** Start Records for this task **

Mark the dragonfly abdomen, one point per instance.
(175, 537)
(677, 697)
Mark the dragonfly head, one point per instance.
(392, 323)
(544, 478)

** End Records for this task **

# [To be done]
Reproduce every line of the material above, substituting "damselfly" for "dragonfly" and leaving all else unchanged.

# [The reply]
Mark the damselfly abdomen, one point per instance.
(175, 537)
(677, 697)
Mark the damselfly head, one point per instance.
(392, 323)
(544, 478)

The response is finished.